PROVIDED RECORDS:
######

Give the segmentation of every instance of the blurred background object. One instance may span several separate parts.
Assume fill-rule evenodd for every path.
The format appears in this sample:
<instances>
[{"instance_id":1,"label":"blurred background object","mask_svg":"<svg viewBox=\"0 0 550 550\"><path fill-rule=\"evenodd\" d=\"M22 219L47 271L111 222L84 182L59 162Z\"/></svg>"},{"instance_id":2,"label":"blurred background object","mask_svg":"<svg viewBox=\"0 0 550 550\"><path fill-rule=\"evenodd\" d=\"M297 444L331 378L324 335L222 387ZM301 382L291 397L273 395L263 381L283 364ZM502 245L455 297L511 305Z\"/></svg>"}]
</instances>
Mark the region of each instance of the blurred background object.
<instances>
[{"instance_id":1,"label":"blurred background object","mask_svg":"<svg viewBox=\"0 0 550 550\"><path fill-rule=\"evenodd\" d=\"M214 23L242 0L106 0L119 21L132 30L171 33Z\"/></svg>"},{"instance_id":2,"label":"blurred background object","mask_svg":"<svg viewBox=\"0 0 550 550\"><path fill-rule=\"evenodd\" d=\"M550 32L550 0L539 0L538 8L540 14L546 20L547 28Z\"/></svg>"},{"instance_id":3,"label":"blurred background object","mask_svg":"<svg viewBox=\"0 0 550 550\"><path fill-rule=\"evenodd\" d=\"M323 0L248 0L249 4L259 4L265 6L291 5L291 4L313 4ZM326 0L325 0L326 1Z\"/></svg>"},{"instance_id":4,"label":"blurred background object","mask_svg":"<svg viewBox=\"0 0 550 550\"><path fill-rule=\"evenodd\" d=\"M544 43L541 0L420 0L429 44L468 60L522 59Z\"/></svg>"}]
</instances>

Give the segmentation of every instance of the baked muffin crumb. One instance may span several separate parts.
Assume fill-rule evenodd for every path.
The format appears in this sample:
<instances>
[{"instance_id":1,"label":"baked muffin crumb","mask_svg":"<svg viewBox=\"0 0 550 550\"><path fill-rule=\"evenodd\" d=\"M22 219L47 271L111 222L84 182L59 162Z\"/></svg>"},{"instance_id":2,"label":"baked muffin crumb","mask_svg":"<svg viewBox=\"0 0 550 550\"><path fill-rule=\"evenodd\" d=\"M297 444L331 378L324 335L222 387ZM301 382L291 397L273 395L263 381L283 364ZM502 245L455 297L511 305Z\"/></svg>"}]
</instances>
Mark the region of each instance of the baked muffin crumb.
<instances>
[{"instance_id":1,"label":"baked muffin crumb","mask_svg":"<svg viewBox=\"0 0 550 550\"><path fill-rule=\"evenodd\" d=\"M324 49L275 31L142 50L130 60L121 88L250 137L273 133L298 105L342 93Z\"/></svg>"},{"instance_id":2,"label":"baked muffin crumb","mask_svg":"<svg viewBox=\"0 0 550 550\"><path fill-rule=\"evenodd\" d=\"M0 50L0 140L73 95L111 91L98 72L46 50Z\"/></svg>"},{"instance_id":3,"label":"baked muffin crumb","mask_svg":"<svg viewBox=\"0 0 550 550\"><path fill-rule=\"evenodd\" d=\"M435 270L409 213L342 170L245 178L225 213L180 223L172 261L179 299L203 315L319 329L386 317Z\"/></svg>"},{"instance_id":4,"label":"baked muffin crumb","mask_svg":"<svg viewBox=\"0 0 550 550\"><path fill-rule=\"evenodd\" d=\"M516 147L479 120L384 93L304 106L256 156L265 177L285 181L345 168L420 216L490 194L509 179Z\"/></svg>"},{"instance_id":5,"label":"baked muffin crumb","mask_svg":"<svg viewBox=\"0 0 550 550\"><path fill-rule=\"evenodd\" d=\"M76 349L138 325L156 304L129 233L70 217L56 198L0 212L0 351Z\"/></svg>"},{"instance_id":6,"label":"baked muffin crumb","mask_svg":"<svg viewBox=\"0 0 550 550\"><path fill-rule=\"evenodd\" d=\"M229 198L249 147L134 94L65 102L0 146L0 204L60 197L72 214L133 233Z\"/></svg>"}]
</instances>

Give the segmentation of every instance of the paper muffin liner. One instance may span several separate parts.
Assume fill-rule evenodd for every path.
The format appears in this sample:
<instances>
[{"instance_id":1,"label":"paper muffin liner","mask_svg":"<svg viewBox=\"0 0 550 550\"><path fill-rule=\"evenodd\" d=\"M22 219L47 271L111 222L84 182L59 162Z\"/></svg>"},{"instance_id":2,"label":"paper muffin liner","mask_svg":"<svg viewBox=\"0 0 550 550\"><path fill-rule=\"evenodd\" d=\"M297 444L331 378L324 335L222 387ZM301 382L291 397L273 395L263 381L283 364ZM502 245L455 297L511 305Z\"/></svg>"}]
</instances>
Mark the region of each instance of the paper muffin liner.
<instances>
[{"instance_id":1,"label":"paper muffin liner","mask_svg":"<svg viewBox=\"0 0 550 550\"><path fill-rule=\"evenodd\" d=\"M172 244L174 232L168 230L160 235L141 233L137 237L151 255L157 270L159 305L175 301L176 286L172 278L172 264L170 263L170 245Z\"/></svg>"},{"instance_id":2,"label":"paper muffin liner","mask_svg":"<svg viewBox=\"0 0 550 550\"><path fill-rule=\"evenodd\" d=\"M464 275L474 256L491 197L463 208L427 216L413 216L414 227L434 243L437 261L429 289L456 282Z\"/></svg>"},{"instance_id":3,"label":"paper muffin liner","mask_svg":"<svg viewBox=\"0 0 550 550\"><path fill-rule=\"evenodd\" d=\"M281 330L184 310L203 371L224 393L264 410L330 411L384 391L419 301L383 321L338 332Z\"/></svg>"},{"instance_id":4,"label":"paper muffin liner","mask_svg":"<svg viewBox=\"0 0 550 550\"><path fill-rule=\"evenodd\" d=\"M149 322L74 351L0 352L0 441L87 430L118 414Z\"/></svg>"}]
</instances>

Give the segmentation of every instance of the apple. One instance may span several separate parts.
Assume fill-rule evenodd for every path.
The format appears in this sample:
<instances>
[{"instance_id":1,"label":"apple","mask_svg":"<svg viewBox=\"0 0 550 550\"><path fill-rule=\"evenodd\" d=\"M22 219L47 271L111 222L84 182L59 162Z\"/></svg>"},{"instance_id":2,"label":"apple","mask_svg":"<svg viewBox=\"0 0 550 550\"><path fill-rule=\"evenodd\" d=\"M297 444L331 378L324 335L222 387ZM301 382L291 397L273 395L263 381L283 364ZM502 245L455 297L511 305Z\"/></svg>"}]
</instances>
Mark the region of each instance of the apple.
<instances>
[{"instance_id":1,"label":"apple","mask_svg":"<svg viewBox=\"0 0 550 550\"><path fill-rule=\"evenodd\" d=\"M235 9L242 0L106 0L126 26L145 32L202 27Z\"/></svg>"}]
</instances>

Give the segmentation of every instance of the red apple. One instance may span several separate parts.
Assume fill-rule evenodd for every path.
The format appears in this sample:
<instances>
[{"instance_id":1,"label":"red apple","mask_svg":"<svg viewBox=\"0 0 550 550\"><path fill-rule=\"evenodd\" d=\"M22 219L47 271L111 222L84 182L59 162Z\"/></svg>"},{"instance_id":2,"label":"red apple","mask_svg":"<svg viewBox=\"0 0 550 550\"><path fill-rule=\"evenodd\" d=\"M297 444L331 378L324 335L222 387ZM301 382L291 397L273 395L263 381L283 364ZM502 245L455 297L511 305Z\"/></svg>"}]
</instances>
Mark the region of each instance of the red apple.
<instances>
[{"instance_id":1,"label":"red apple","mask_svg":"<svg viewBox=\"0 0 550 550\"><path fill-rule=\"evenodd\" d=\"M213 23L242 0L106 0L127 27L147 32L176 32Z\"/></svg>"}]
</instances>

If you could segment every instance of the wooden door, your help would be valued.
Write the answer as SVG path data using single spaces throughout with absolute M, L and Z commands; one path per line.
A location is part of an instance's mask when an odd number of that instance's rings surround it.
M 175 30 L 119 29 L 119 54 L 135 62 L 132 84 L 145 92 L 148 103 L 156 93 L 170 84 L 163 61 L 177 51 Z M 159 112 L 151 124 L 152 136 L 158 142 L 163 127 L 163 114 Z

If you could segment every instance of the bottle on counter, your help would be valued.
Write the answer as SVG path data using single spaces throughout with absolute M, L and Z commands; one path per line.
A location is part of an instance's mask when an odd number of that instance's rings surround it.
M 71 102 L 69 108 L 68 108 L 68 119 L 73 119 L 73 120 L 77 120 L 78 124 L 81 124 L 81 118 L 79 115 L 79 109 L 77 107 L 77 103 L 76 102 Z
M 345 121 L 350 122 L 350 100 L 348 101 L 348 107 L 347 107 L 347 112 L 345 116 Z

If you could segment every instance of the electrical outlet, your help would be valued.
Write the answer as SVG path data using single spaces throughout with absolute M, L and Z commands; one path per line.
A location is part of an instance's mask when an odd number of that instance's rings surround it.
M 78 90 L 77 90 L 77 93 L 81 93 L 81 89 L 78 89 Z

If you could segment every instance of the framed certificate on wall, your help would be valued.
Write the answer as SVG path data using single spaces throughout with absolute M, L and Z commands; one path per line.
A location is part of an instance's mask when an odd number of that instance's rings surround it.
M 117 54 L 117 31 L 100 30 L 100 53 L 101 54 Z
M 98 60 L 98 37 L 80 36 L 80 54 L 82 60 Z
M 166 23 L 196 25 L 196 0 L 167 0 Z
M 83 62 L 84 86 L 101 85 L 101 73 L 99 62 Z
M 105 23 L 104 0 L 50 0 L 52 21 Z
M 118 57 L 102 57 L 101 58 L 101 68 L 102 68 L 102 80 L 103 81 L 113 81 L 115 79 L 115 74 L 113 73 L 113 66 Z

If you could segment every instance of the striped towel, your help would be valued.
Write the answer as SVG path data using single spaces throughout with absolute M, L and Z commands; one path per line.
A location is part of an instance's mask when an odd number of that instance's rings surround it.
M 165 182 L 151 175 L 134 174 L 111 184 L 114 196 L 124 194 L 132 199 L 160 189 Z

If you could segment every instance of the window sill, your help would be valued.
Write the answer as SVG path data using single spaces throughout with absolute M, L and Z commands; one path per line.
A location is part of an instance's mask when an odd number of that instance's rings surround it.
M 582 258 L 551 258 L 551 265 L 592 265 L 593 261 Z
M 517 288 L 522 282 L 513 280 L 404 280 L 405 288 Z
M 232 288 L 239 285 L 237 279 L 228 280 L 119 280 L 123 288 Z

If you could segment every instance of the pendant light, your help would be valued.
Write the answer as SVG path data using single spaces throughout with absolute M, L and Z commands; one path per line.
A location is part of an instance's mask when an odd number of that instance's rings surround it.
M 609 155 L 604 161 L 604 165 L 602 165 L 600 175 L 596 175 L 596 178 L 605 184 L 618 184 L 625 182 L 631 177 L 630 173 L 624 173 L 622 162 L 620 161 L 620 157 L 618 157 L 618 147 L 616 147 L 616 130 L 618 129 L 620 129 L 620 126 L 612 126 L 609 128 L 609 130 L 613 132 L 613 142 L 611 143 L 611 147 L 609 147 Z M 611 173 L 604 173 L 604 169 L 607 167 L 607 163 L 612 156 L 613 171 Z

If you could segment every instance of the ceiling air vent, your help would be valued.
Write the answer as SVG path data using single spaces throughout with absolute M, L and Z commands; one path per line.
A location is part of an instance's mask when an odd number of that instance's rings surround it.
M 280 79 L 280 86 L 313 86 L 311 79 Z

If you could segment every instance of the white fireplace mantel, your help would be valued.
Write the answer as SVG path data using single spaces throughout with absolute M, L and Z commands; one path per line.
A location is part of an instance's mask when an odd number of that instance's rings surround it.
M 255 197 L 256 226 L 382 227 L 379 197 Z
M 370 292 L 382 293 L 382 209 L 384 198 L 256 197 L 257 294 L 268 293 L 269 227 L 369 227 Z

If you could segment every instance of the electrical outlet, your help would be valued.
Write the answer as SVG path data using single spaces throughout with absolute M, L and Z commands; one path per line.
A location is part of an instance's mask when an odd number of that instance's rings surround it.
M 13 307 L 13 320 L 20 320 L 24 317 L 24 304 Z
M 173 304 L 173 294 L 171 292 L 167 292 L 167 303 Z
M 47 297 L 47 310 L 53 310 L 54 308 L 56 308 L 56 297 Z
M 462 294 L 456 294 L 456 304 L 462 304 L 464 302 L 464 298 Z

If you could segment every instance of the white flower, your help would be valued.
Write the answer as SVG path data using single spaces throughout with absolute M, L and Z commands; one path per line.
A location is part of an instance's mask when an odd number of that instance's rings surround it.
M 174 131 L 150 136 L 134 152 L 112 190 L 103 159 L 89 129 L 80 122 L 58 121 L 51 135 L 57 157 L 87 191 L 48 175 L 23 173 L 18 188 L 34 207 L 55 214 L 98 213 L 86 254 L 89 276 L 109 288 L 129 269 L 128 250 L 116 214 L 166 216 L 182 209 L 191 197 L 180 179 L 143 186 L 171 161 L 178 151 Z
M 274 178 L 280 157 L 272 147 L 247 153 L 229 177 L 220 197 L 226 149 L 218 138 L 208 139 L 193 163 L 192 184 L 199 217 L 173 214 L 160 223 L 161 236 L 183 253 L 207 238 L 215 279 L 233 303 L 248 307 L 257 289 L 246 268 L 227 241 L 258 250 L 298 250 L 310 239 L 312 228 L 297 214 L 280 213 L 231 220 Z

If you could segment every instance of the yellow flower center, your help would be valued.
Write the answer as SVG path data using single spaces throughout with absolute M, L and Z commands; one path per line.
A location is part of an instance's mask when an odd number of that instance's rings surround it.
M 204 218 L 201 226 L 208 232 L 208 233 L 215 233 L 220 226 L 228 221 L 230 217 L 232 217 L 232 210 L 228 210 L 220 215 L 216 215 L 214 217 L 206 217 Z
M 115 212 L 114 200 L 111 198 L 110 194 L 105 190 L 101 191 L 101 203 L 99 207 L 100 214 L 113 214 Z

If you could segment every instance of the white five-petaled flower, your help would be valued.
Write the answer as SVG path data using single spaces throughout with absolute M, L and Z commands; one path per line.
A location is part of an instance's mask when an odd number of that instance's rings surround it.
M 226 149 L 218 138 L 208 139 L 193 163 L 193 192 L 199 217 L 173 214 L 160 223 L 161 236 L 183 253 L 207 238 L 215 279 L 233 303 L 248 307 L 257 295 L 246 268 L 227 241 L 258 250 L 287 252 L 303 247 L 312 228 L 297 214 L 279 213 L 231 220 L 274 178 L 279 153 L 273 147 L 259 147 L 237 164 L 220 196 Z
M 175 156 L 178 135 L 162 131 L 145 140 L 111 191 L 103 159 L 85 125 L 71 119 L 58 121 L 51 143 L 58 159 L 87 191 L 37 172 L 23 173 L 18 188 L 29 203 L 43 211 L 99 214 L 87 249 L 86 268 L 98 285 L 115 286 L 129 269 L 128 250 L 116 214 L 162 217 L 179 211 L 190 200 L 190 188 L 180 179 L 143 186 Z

######

ACTION ITEM: Track down every line in the entries that includes the string "parts", and copy it.

TASK OUTPUT:
Give the segmentation of every instance of the blurred background object. One instance may span several separate parts.
Give the segmentation of every instance of the baked muffin crumb. One instance may span several separate parts.
Give the segmentation of every instance of the paper muffin liner. One instance may span several separate parts.
Give the segmentation of every instance of the apple. One instance may span several separate parts.
Give the segmentation of every instance of the red apple. One instance may span several separate parts.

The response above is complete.